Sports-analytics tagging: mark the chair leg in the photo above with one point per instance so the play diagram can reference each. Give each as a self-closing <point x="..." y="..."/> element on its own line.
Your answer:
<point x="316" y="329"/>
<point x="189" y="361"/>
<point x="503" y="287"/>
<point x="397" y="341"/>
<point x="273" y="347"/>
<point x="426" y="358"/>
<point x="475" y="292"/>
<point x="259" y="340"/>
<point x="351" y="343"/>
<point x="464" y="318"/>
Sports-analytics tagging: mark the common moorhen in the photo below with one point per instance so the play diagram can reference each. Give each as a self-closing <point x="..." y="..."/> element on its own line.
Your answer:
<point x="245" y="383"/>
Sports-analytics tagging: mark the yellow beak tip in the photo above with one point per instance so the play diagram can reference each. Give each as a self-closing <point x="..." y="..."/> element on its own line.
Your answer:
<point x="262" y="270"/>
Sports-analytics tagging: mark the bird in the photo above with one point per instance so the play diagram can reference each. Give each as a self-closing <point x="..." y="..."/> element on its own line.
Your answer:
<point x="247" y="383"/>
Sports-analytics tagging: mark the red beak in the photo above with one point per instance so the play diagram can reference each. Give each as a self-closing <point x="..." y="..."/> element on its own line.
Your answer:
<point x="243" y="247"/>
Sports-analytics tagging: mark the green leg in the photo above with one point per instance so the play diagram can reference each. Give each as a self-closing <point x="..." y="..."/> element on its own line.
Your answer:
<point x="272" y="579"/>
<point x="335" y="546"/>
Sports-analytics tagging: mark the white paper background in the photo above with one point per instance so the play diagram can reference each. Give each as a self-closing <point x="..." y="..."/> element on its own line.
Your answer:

### Ziel der Aufgabe
Gib sämtliche Zeilen oben Wort für Wort wieder.

### Lösung der Aufgabe
Sports-analytics tagging: mark the chair leg in the photo above with one point per instance so the play diagram can reference each. Give each as a self-closing <point x="..." y="..."/> element on its own line.
Your answer:
<point x="316" y="329"/>
<point x="189" y="361"/>
<point x="503" y="287"/>
<point x="397" y="341"/>
<point x="273" y="347"/>
<point x="426" y="358"/>
<point x="475" y="292"/>
<point x="259" y="340"/>
<point x="351" y="343"/>
<point x="464" y="318"/>
Sports-analytics tagging: mark the common moorhen in the photo below with one point per instance so the play diagram can reference each. Give each as a self-closing <point x="..." y="..."/> element on its own line.
Your answer:
<point x="245" y="383"/>
Sports-analytics tagging: mark the yellow beak tip in the photo above with one point per instance so the play diagram can reference each. Give each as a self-closing <point x="..." y="..."/> element on its own line.
Your answer:
<point x="262" y="270"/>
Sports-analytics tagging: mark the bird in the photo above with one point per instance so the play diagram can reference each. Give each as a self-closing <point x="..." y="..."/> element on its own line.
Your answer:
<point x="247" y="383"/>
Sports-analytics tagging: mark the red beak in the photo above with one point per instance so the play diagram can reference each. Give each as a self-closing <point x="..." y="..."/> element on its own line.
Your answer:
<point x="243" y="247"/>
Sports-analytics tagging: mark the green leg in the photo above with one point per instance so the play diagram can reference each. Give each as a self-closing <point x="..." y="..."/> element on its own line.
Your answer:
<point x="272" y="579"/>
<point x="335" y="546"/>
Sports-analytics tagging: mark the white paper background in the photo above with one point per instance so the play diagram can reference each. Give each as a self-closing <point x="..." y="..."/> element on its own line.
Your answer:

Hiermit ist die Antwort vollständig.